╭─ Supplied data

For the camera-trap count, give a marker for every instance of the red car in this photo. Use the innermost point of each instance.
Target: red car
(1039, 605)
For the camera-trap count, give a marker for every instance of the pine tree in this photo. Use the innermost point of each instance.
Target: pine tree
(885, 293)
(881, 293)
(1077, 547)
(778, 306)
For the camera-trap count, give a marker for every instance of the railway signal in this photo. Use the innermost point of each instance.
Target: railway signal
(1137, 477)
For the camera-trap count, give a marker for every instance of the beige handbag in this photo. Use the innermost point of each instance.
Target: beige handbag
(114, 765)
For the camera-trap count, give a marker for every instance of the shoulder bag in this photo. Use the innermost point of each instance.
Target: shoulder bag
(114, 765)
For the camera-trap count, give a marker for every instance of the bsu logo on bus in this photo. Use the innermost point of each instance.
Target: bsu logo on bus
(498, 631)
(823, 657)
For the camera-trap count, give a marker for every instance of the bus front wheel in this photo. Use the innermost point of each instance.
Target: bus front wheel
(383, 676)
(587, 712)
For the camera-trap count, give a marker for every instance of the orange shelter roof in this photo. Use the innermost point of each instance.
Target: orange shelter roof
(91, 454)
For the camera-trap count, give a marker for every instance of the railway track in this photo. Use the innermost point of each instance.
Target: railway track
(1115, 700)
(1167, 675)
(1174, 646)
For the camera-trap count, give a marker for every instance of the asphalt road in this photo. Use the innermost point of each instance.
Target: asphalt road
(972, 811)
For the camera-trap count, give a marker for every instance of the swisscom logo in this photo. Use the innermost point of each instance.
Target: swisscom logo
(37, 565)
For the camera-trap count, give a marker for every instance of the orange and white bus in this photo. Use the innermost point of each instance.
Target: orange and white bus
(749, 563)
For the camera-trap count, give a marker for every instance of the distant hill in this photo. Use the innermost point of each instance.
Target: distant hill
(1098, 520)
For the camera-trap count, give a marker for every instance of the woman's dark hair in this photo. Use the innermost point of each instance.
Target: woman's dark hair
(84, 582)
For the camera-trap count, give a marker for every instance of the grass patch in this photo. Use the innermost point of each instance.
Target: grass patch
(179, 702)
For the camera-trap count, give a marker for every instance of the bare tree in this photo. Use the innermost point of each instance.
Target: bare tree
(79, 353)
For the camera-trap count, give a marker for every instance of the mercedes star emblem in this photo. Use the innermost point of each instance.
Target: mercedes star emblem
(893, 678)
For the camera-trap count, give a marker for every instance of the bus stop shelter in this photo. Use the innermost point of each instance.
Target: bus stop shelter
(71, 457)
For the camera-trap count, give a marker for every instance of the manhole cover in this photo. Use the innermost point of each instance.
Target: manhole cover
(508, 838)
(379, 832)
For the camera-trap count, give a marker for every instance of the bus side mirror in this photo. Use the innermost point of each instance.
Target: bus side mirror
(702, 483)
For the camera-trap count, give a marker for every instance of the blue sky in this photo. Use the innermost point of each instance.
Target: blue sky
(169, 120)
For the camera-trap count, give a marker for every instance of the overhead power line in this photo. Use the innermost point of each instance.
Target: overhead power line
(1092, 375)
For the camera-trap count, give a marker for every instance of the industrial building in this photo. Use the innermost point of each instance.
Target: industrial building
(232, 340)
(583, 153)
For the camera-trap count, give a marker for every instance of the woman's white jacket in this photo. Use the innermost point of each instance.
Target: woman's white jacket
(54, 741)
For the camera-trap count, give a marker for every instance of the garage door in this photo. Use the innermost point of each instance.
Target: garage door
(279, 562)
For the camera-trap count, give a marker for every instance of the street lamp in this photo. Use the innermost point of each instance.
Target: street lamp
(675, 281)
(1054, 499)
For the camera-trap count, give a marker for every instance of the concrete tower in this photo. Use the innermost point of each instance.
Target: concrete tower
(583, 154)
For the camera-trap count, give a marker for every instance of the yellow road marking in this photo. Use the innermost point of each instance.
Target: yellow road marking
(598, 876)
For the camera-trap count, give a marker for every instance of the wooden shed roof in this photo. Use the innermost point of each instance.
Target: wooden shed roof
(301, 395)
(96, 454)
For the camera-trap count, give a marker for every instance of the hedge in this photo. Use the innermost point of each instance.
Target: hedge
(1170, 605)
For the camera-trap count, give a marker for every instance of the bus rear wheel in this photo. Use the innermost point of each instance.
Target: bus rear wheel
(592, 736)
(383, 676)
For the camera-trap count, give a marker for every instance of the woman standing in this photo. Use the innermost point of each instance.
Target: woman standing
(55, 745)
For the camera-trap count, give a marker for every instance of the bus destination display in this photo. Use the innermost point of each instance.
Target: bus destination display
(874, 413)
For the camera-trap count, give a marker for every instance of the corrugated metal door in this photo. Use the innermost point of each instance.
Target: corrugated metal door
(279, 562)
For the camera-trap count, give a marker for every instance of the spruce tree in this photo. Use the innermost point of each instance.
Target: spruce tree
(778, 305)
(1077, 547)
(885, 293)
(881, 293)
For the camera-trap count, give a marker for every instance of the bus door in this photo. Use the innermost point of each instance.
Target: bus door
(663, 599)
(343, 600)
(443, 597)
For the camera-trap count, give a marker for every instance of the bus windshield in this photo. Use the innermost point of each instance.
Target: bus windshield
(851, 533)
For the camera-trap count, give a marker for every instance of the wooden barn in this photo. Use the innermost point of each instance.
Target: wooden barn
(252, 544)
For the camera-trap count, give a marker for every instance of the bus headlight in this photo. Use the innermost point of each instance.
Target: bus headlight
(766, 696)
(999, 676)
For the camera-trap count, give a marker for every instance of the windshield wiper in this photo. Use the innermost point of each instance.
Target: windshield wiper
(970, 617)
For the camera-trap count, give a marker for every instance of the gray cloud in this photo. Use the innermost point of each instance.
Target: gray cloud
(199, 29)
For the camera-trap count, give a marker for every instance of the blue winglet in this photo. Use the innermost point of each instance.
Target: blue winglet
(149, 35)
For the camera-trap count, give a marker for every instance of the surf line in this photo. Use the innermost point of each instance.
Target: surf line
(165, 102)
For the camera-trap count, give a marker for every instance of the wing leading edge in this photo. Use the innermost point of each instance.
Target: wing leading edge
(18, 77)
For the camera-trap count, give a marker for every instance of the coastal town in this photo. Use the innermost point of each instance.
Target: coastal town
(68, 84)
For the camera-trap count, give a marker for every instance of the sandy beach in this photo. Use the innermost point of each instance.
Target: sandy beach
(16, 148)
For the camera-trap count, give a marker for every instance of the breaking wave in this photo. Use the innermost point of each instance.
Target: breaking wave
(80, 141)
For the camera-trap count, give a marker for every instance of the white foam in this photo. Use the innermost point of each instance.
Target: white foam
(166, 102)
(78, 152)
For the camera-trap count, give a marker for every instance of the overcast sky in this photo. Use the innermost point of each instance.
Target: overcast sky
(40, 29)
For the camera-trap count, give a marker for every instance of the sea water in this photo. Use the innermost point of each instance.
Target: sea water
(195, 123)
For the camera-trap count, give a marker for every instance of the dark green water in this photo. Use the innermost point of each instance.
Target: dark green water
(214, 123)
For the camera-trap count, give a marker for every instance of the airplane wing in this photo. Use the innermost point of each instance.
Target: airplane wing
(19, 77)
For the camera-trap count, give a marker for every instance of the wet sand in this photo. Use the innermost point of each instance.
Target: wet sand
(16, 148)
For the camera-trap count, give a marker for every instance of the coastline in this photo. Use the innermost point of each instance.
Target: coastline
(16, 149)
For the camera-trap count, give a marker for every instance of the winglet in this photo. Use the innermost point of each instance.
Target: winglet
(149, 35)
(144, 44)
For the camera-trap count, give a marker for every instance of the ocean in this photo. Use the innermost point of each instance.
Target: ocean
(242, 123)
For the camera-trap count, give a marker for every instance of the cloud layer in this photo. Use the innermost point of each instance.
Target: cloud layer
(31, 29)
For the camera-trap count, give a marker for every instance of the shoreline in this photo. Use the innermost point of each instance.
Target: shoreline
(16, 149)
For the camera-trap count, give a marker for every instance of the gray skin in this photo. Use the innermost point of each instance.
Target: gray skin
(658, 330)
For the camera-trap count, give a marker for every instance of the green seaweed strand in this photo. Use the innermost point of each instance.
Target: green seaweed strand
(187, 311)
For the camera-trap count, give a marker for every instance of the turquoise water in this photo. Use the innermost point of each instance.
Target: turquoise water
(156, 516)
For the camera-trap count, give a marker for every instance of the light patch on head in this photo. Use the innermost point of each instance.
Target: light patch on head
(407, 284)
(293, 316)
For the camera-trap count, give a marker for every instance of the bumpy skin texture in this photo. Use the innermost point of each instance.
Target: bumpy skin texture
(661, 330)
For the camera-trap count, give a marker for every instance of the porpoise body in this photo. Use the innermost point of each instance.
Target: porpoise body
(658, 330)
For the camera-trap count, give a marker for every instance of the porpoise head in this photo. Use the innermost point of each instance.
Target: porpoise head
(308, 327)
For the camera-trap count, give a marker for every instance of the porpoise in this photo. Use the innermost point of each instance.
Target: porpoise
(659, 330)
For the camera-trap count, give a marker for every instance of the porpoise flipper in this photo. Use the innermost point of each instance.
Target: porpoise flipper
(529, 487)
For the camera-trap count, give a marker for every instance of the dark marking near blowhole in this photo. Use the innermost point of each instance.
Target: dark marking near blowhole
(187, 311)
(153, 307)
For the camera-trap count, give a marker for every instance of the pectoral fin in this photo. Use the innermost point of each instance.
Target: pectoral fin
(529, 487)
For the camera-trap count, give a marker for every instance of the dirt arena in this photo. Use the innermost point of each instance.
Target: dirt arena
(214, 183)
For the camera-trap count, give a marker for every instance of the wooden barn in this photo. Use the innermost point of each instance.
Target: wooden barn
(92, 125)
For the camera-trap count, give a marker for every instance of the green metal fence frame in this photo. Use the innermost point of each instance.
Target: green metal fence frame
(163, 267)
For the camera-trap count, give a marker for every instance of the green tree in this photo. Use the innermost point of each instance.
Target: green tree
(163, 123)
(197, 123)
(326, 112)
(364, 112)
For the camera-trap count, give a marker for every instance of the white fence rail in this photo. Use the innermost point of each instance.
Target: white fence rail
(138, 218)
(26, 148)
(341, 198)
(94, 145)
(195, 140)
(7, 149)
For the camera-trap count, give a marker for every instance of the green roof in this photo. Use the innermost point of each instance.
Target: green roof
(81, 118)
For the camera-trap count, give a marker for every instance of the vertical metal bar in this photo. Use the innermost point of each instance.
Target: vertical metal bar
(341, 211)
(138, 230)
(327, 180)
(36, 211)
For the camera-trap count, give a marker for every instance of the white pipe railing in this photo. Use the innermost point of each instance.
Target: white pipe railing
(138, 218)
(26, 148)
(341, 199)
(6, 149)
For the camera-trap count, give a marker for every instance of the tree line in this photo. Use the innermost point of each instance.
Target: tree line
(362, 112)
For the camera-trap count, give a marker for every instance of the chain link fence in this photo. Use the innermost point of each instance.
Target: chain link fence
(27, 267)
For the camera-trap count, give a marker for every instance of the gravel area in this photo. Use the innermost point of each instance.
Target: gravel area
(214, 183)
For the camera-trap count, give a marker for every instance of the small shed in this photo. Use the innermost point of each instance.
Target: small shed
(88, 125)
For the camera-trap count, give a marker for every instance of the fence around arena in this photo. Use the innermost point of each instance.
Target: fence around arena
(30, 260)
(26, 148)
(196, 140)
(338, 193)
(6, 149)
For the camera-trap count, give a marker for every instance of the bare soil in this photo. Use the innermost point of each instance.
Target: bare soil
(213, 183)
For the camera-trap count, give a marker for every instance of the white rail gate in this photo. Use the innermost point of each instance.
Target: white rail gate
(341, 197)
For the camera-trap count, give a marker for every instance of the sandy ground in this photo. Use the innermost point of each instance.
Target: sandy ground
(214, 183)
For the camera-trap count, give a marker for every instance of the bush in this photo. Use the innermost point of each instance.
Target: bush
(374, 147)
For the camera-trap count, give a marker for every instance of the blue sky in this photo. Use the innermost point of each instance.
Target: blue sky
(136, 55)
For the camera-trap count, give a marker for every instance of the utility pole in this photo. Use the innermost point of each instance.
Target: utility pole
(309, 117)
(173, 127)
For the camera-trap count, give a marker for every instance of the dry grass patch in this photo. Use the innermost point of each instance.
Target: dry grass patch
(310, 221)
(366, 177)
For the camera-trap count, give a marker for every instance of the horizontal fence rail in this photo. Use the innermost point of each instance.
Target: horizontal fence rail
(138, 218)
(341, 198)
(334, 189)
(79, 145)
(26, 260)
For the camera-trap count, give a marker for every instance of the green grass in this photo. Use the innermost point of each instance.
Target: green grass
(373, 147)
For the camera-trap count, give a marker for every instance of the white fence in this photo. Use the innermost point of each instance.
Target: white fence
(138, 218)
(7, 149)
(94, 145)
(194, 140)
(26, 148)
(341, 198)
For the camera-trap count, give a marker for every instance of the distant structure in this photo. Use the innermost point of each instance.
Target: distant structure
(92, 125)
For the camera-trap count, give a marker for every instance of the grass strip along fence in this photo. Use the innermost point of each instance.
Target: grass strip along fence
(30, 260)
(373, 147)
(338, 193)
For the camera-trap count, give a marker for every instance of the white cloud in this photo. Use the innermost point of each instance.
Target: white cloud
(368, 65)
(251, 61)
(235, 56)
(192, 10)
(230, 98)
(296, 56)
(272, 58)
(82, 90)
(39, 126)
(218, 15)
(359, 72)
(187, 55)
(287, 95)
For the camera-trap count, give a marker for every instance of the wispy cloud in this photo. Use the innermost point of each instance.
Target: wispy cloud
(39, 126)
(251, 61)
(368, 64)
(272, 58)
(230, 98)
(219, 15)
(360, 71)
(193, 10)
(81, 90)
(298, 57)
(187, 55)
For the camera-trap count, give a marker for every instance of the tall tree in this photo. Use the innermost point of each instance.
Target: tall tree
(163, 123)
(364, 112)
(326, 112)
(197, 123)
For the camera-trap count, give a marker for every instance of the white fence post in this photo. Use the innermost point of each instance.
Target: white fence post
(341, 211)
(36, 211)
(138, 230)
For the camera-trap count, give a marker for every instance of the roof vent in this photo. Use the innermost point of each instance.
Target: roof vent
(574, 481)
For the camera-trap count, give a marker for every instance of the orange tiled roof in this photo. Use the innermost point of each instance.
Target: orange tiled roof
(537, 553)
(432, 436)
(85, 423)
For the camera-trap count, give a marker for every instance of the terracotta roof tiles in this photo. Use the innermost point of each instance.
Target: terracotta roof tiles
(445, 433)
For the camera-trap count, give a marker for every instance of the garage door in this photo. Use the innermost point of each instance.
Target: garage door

╰─

__Exercise goal__
Please reproduce exactly the lines in the listing above from the one containing "Target: bus rear wheel" through the one containing "of the windshield", both included, and nothing more.

__Result of the task__
Target: bus rear wheel
(592, 736)
(383, 676)
For the camera-trap count, give a marker for every instance of the woman standing in this photo. Use the innermost point of each instance.
Target: woman standing
(55, 745)
For the camera-trap count, give a marker for every instance of the bus destination display in this photo. Use the innermost point of each instance.
Target: bus destination display
(874, 413)
For the camera-trap count, give a marker for every instance of the corrugated metal door in this photo. Use the innermost point of each instance.
Target: corrugated metal door
(279, 562)
For the camera-trap count, give a marker for every instance of the spruce tree in this photo. Use the innermost point of each instance.
Target: spruce tree
(778, 305)
(1077, 547)
(885, 293)
(881, 293)
For the camera-trap count, give a marker for every instance of the bus door in this photo. Use the innermost point of each instance.
Target: bus door
(663, 599)
(343, 600)
(443, 597)
For the camera-trap count, give a marker for every instance of the bus windshield in this photo. Use the innermost point of each instance.
Target: bus windshield
(851, 533)
For the camera-trap count, give a marker for every instance of the wooden barn in this photo. Use the innermost point of each instance.
Target: wooden barn
(252, 544)
For the camera-trap count, give a marker for every instance of the bus headlight in this photo. Use the innermost point of each instance.
Target: bus headlight
(766, 696)
(999, 676)
For the camera-trap count, give a marker for every instance of the windshield wiper in this photo. Use the innermost point of each instance.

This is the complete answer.